- TASK TO CARRY OUT -
Omit every picture, then give all the entries again exactly.
PROVIDED RECORDS START
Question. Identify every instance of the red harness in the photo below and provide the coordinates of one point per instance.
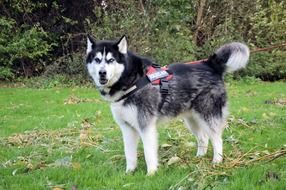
(156, 74)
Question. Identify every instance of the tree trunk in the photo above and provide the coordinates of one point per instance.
(199, 21)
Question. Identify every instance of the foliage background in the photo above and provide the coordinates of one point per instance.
(47, 38)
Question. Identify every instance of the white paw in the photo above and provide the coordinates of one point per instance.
(130, 170)
(217, 160)
(152, 172)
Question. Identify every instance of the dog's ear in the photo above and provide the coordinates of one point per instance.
(122, 45)
(90, 43)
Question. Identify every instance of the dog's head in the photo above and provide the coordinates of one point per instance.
(105, 60)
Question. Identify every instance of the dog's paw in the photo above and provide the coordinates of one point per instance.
(130, 171)
(151, 172)
(217, 160)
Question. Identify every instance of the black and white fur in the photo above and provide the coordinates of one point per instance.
(196, 93)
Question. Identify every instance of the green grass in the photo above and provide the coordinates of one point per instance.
(66, 137)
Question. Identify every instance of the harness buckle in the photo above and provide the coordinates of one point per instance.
(164, 87)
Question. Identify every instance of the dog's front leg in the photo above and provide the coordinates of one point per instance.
(130, 139)
(150, 143)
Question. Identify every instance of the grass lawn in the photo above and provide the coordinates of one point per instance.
(65, 138)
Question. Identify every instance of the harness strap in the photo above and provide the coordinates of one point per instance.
(163, 76)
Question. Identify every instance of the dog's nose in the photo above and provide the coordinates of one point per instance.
(102, 73)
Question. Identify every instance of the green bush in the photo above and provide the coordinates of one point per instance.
(22, 47)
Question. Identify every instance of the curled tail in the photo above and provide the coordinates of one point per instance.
(228, 58)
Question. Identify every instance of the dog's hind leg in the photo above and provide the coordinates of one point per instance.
(200, 134)
(150, 142)
(213, 128)
(130, 139)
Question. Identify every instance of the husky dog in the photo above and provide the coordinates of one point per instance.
(196, 92)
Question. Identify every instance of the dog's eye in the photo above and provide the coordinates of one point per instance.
(110, 60)
(97, 60)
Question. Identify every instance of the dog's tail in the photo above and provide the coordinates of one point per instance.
(230, 57)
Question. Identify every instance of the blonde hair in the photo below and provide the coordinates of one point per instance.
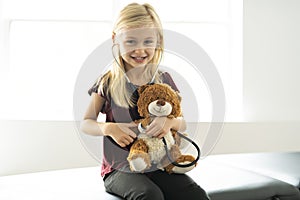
(133, 16)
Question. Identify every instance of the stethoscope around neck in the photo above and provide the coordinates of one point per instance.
(134, 88)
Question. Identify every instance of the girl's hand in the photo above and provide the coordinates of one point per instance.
(159, 127)
(121, 133)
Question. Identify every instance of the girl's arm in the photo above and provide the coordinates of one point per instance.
(120, 132)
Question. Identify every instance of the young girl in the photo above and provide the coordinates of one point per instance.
(137, 48)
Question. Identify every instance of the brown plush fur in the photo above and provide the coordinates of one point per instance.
(148, 94)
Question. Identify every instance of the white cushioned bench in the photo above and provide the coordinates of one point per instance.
(222, 178)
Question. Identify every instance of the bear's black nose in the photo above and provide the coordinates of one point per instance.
(160, 103)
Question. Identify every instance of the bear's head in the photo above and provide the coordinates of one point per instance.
(158, 99)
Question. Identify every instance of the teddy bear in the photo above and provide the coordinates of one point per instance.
(157, 100)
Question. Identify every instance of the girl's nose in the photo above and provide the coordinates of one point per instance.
(139, 50)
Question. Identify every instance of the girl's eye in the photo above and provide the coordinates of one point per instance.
(149, 42)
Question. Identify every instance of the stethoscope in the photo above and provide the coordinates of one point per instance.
(133, 87)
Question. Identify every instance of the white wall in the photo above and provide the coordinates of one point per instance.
(271, 60)
(271, 96)
(32, 146)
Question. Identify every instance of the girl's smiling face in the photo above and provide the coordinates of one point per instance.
(137, 46)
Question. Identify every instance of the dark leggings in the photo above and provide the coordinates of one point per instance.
(157, 185)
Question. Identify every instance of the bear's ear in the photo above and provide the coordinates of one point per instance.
(142, 88)
(178, 96)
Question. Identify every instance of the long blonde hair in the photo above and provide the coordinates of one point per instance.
(133, 16)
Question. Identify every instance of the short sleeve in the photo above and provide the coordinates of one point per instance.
(93, 89)
(166, 78)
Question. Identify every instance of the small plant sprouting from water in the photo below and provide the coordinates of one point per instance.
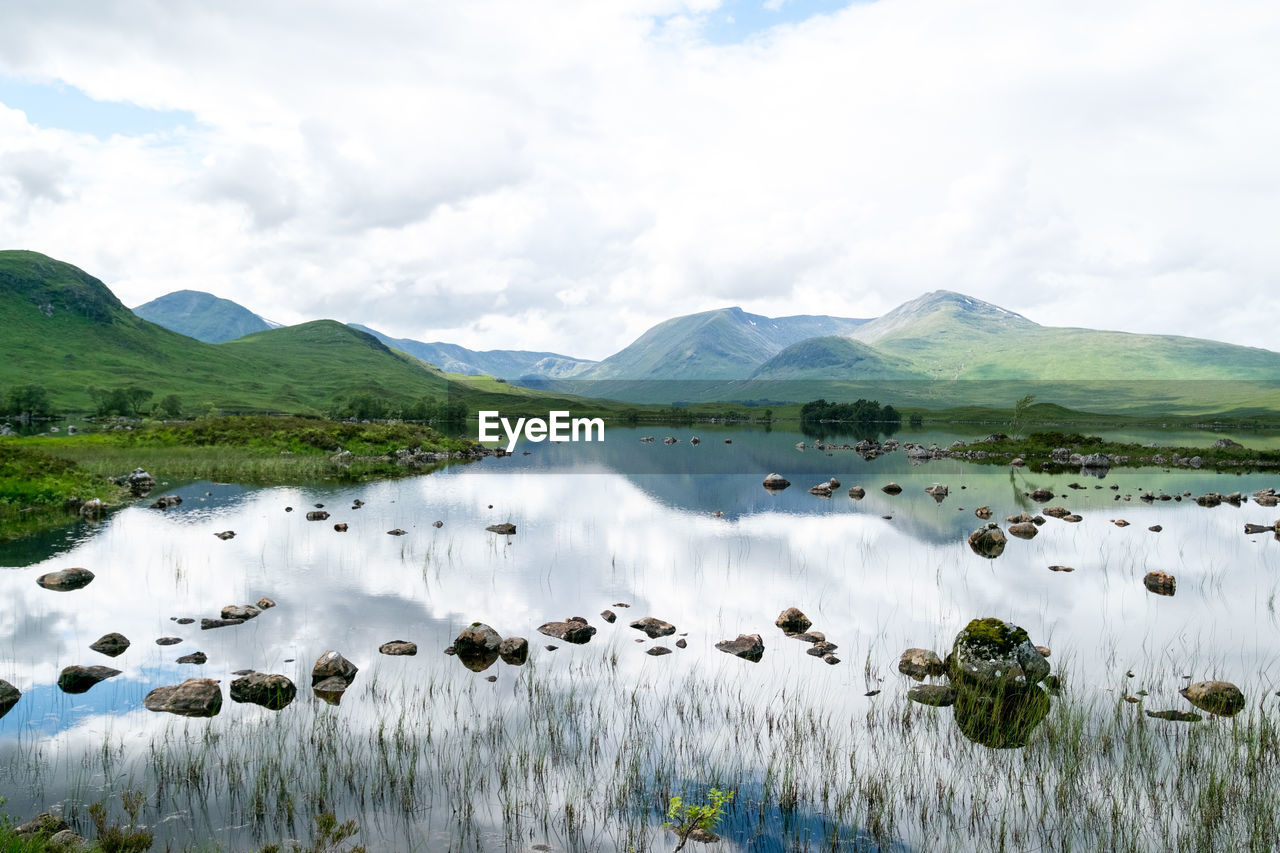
(685, 819)
(122, 839)
(329, 836)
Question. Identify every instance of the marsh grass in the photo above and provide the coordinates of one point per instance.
(585, 758)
PROVIDED RECORDS END
- ANSWER AREA -
Question. Identify every instance of the red harness in the photo below and provide the coordinates of one point per instance.
(156, 74)
Question. Identify every instance of the tree trunk in the photo above and provide the coordinates of one point per instance.
(199, 21)
Question. Identify every instance of the foliage background in the photo above and provide the coordinates of one point per instance.
(47, 38)
Question. Identify every instance of the white paw in the photo above and provide the coordinates of one point per instance.
(130, 170)
(217, 160)
(152, 172)
Question. Identify every instance of the dog's ear in the photo above and provide the coordinates of one point per instance.
(122, 45)
(90, 43)
Question. Identify every instance of the dog's head in the photo above and provide the coordinates of one point per instance.
(105, 60)
Question. Identify every instance of the dog's paw in the photo above and provide the coordinates of one point per instance.
(130, 171)
(151, 172)
(217, 160)
Question. Identify every instance of the black and white fur in the photo above and provide the coordinates of one point per instance.
(196, 93)
Question. Identify every instance of the green grass in the photo above and provide the coordinates of one point per instance.
(66, 137)
Question. Identify every instance of the harness buckle in the photo above and provide the coordinates of one point per instance.
(164, 87)
Question. Identify every instance of the dog's front leg in the photo above and provide the coordinates of one point per instance.
(130, 139)
(150, 143)
Question. Identify every instance of the grass lawn in the photo above and provide the coordinates of one point per instance.
(65, 138)
Question. Identify every instance of the harness strap in the photo above and provide the coordinates of one point per instance.
(163, 76)
Question. Identify every instance of the dog's nose in the photo above and provide the coordinates of one point per instance.
(102, 73)
Question. Identify every instance of the green bush in the photo above and provide the coordinates of one point per instance.
(22, 47)
Question. Identify every instance of the curled tail in the photo above and provide the coordinates of one point per instance.
(228, 58)
Question. Identify every instance of the dog's hind leg in the photo above and provide the coordinates of one point per instance.
(200, 134)
(150, 142)
(213, 128)
(130, 139)
Question. Identify every instance of the husky dog in the photo above and provide the coordinates of one point per instance.
(196, 92)
Question. Identify every instance of the dog's eye in the photo above and provide the coordinates of one point per instance.
(110, 60)
(97, 60)
Question. Identify every instance of the dog's tail in the photo above and provide the coordinates of one point per instance.
(230, 57)
Question. Identify every instance of the blonde hair in the photo below and provide the coordinates of one point per instance.
(133, 16)
Question. Identify every instance of the stethoscope around neck in the photo above and provide the coordinates of one point per instance.
(134, 88)
Question. Identify every instance of the girl's hand in the photo above and provide the coordinates of one point per instance.
(159, 127)
(121, 133)
Question. Identify every instance of the girl's arm in the photo above and provide the coordinates of one point per instance.
(120, 132)
Question. Identify every instance of the young girl in the photo above and provide the coordinates of one point per instance.
(137, 48)
Question. Identify every instance of the brown plush fur in the photo above and provide the coordinates of one point per instance.
(148, 94)
Question. Identify every instance of the white cushioned bench in the photo above and provide the coordinates of one point per instance.
(222, 178)
Question. Identify every instance of the bear's black nose in the photo above and provide the coordinates of one point per instance.
(160, 103)
Question. Identify every instance of the bear's head in the photo above and provide the coordinates of one point per instance.
(158, 99)
Question. Identify every instance of the teddy bear in the photo above and provide the coordinates of one point per instance.
(157, 100)
Question. Identify every instance of the girl's nose in the photo above and provide the coordinates of one point per instance.
(139, 50)
Question. Identify every instance of the girl's eye in the photo above and provide the coordinates of one point per instance.
(149, 42)
Question. Identify every instance of the stethoscope in the photo above and provide the coordinates of one point per instance.
(133, 87)
Question. Identify every instance of the white wall in the photo above and provide the coordinates of one point per instance.
(271, 60)
(271, 96)
(32, 146)
Question. Identify every instance of the girl's smiling face in the photo above and provide the coordinates of one point per instance.
(137, 46)
Question. Identify every instance of the dark leggings in the photo above and provide the coordinates of one point per instance.
(157, 185)
Question. Identify every instance of the bear's ear in the photo above and provide the coordinates of one point per instance.
(142, 88)
(178, 96)
Question. Identify every instance of the long blonde hair in the photo above and provide the coordinates of one point per instance.
(133, 16)
Question. Identify every instance of the short sleeve in the photo above and provide the coordinates of one point per instance.
(93, 89)
(166, 78)
Question. Identify every instance of the small plant sprouting from water in the photo below and provide the coordinates of one point per instance.
(685, 819)
(122, 839)
(329, 836)
Question. Identify every instance of the marsh grass in the photo above and provide the coordinates of one point per instance.
(585, 758)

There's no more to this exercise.